TEXTAUSZUG:

_ _ _

Und was lernen wir daraus? Erstens, dass Public Viewing kein Scheinanglizismus ist — es ist lediglich ein Lehnwort, das im Deutschen eine engere Bedeutungsspanne hat, als im Englischen. Wir können das Wort also bedenkenlos weiter verwenden. Zweitens, dass die Aktion Lebendiges Deutsch sich mit ihren Verbesserungsversuchen hinter regionalen Radiosendern anstellen muss. Einen Führungsanspruch bei Sprachnörgeleinen können sie daraus nur schwer ableiten. Drittens, dass es sich lohnt, Informationen aus der Wikipedia durch eigene Recherchen zu überprüfen. Denn wenn in der Wikipedia etwas Falsches steht, wird das normalerweise innerhalb von ein paar Tagen korrigiert. Aber wenn man aus der Wikipedia etwas Falsches abschreibt, bleibt es für immer falsch.

_ _ _

BEREITGESTELLTES MATERIAL:
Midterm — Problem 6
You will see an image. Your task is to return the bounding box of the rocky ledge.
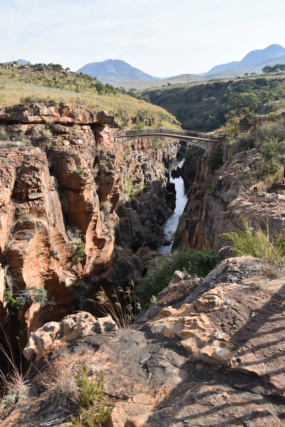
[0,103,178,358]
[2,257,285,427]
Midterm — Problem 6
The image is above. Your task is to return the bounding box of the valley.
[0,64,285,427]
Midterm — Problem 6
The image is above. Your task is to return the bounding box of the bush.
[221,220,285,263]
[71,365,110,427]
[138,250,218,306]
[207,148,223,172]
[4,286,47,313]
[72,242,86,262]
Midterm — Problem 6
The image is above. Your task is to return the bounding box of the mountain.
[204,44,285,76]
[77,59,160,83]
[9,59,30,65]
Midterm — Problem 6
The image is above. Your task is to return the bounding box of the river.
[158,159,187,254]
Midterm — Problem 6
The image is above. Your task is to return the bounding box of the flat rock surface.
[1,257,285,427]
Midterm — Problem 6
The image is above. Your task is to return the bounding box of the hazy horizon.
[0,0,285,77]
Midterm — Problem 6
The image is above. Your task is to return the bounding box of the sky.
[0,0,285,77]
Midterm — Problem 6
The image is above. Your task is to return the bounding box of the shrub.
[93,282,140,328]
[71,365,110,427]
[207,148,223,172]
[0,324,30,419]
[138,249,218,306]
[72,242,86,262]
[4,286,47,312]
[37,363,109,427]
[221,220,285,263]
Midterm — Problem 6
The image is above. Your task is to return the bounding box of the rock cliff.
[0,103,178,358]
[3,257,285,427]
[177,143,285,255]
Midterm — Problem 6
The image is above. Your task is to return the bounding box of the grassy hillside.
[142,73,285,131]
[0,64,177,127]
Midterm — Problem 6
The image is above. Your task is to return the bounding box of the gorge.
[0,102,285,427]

_ _ _

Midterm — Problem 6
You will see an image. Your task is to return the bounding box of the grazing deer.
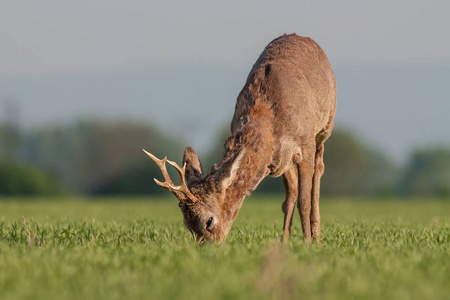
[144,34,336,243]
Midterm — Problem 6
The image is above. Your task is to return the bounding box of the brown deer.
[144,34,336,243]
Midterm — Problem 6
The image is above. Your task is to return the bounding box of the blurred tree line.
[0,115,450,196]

_ _ _

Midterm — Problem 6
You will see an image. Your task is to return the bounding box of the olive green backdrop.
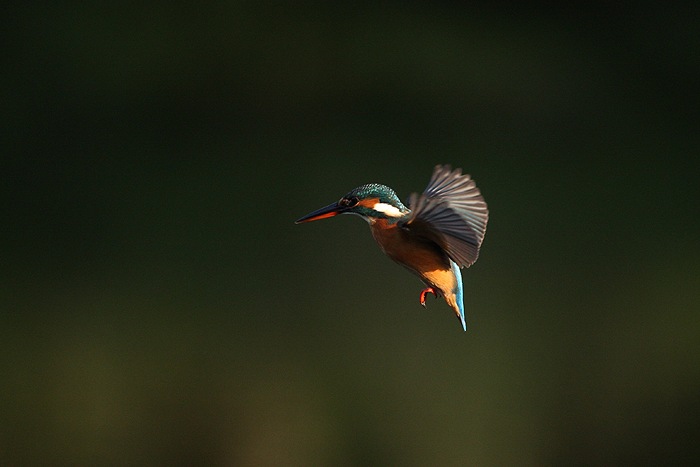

_ _ _

AUFGABEN:
- 1) Beantworten Sie anhand des Textauszugs über Public Viewing die folgenden Fragen:
(a) Was ist Public Viewing laut dem Textauszug, wenn es kein Scheinanglizismus ist?
(b) Hinter wem muss sich die Aktion Lebendiges Deutsch mit ihren Verbesserungsversuchen anstellen?
(c) Was geschieht normalerweise, wenn in der Wikipedia etwas Falsches steht?
- 2) Schreiben Sie den Textauszug über Public Viewing im Anschluss an seinen letzten Satz weiter.

LÖSUNGEN:
- 1)
(a) Es ist ein Lehnwort, das im Deutschen eine engere Bedeutungsspanne hat als im Englischen.
(b) Sie muss sich hinter regionalen Radiosendern anstellen.
(c) Es wird normalerweise innerhalb von ein paar Tagen korrigiert.

- 2)
Ich darf da noch auf diesen Beitrag im Bestatter-Weblog hinweisen:
http://www.bestatterweblog.de/archives/Public-Viewing/1877
Ich finde “Rudelgucken” als Wort absolut in Ordnung. Ein bißchen Selbstironie schadet nie, deswegen kann ich auch kein abwertende Konotation erkennen — bestenfalls ein Nicht-alles-immer-ganz-erst-nehman.
Ich bin englische Muttersprachler, und ich habe nie den Begriff mit den öffentlichen Aufbahrung von Toten assoziert.
Bloß meinen Senf dazu.
Ich nehme an Sie wissen es, aber der englisch-englische Begriff für Fußball ist football. Soccer sagt man nur in Amerika. Was die Google-Suche denn auch ergebnisreicher macht. Und die sehr traditionsbewusste FA nutzt die Wendung “public viewing” ebenfalls um ihren Fans zu erklären, wo es öffentliche Übertragungen der Spiele der Three Lions gibt.
Was mich daran erinnert, dass — soweit ich weiß — “public viewing” eine Erfindung der Engländer ist die so zur EURO 96 versuchten, den Fans, die keine Karten für die Spiele bekommen haben, das Turnier dennoch mit “Stadionatmosphäre” zu präsentieren.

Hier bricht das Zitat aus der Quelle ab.